DATASET EXTRACT below:
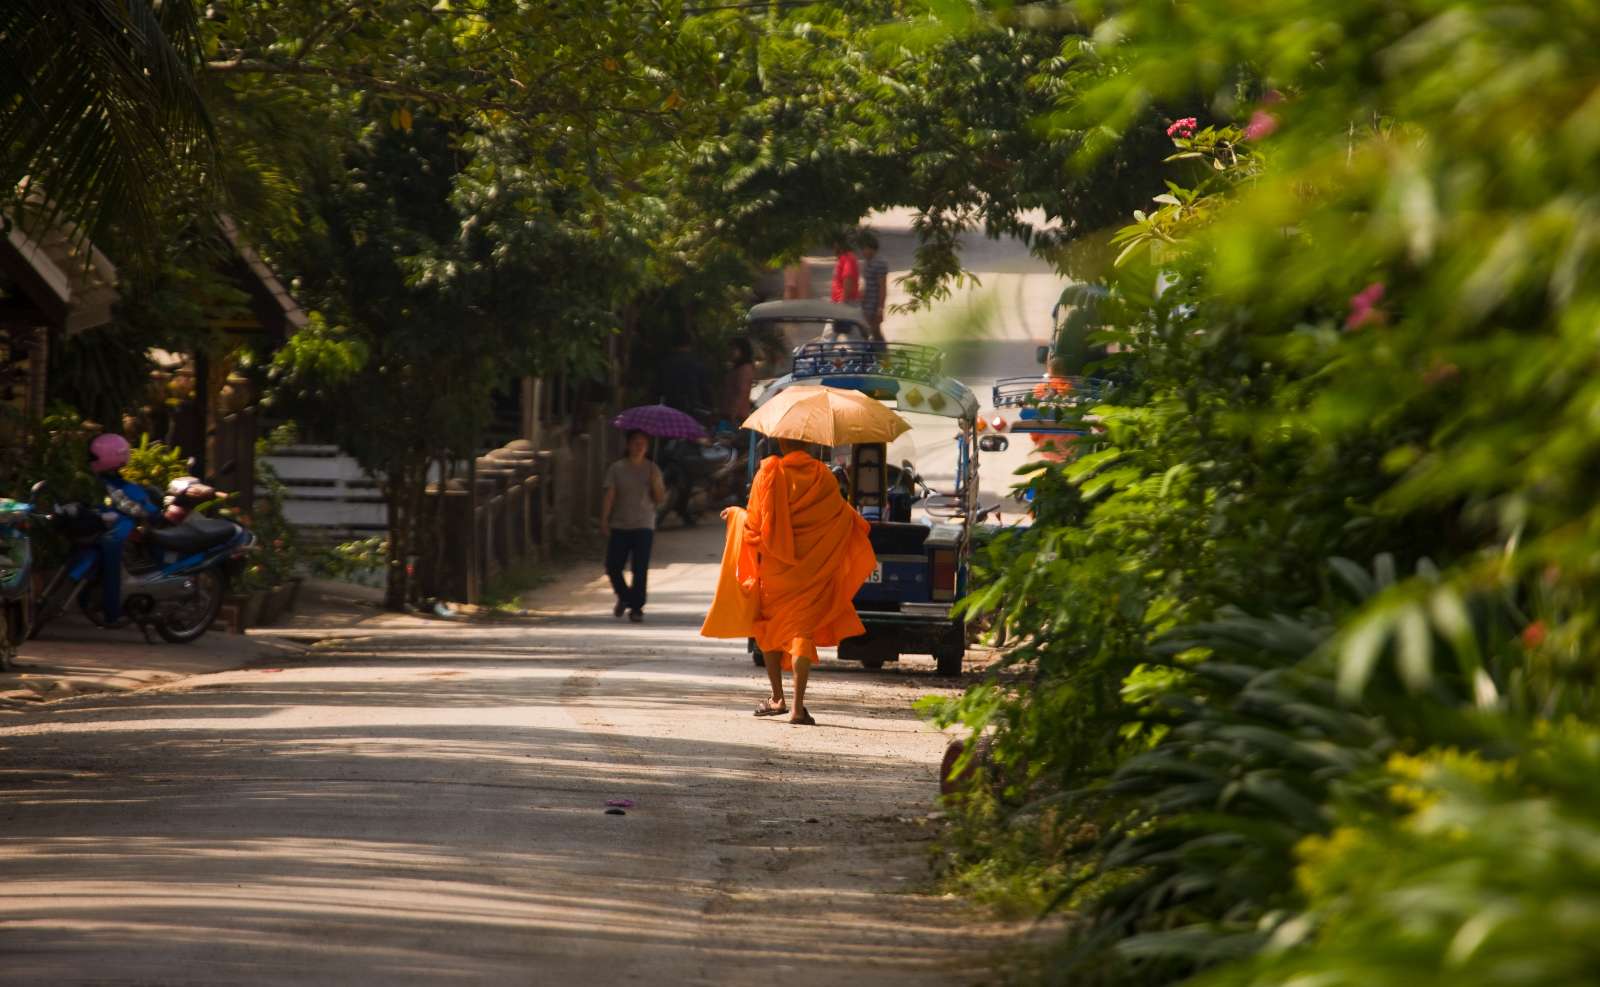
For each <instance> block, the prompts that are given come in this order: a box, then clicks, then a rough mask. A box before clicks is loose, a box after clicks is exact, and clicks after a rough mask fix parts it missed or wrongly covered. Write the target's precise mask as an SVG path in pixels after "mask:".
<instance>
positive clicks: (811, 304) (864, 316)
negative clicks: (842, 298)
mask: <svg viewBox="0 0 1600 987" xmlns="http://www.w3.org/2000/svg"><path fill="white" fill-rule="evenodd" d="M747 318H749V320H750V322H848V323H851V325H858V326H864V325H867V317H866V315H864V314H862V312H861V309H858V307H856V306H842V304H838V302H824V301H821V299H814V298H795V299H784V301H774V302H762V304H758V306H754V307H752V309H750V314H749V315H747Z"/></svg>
End of DATASET EXTRACT.
DATASET EXTRACT below:
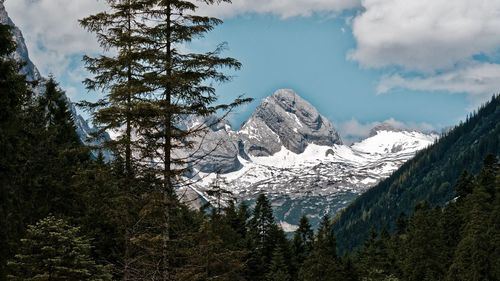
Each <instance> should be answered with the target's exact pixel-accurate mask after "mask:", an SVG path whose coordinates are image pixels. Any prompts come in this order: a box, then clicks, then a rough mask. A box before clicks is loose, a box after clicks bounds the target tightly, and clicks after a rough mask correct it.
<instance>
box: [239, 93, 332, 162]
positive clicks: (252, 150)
End of DATASET EXTRACT.
Above are the records; from them, give again exactly the lines from the one containing "Each <instance> should" through the one containing "positive clicks: (252, 150)", both included.

Each <instance> should be answered with the target's exact pixel-accurate mask after "mask:", an SVG path whose coordinates are image pixels. Any prompts come in this order: a box, then clicks, then a rough mask. A box before clicks is loose, a box after clicks bounds the target tightly, and clicks after a rough mask correct it.
<instance>
box: [239, 93, 332, 162]
positive clicks: (252, 150)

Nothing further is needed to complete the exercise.